_Directions for this task_. Scale the material below by reproducing every line, requests included, with each coordinate in the answer paths multiplied by 2.2 and rounded to a whole number, halves rounding up. Leave the numbers in the requests and their sample paths unchanged.

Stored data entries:
──────────────────────────────

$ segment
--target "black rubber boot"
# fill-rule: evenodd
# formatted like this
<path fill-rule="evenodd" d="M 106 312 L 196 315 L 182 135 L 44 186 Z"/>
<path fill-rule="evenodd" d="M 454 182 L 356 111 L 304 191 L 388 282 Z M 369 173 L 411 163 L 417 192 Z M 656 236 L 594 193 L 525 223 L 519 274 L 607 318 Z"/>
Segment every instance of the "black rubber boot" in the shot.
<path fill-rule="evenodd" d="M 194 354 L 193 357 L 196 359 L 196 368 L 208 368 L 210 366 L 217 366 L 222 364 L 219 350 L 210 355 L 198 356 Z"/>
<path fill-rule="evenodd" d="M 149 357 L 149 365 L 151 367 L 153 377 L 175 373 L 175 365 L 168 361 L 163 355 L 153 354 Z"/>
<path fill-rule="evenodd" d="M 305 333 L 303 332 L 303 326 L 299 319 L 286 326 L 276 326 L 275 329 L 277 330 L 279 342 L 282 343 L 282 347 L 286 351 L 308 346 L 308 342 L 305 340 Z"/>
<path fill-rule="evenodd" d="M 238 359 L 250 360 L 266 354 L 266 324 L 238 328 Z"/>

──────────────────────────────

_Full answer_.
$ segment
--target "black rubber boot"
# fill-rule: evenodd
# formatted like this
<path fill-rule="evenodd" d="M 106 312 L 196 315 L 182 135 L 44 186 Z"/>
<path fill-rule="evenodd" d="M 454 182 L 356 111 L 304 191 L 388 282 Z M 369 173 L 411 163 L 417 192 Z M 656 236 L 594 193 L 525 223 L 519 274 L 607 318 Z"/>
Segment every instance of the "black rubber boot" in the shot.
<path fill-rule="evenodd" d="M 427 779 L 425 785 L 431 790 L 431 810 L 458 810 L 462 805 L 477 805 L 488 801 L 482 770 L 462 781 L 436 783 Z"/>
<path fill-rule="evenodd" d="M 328 785 L 328 803 L 332 807 L 337 829 L 385 821 L 385 803 L 370 794 L 359 781 L 337 779 Z"/>
<path fill-rule="evenodd" d="M 671 733 L 667 730 L 667 717 L 658 702 L 629 717 L 607 717 L 605 724 L 609 726 L 614 752 L 620 755 L 620 763 L 629 772 L 678 761 L 678 752 L 671 748 Z"/>
<path fill-rule="evenodd" d="M 524 790 L 550 792 L 585 779 L 585 713 L 524 722 Z"/>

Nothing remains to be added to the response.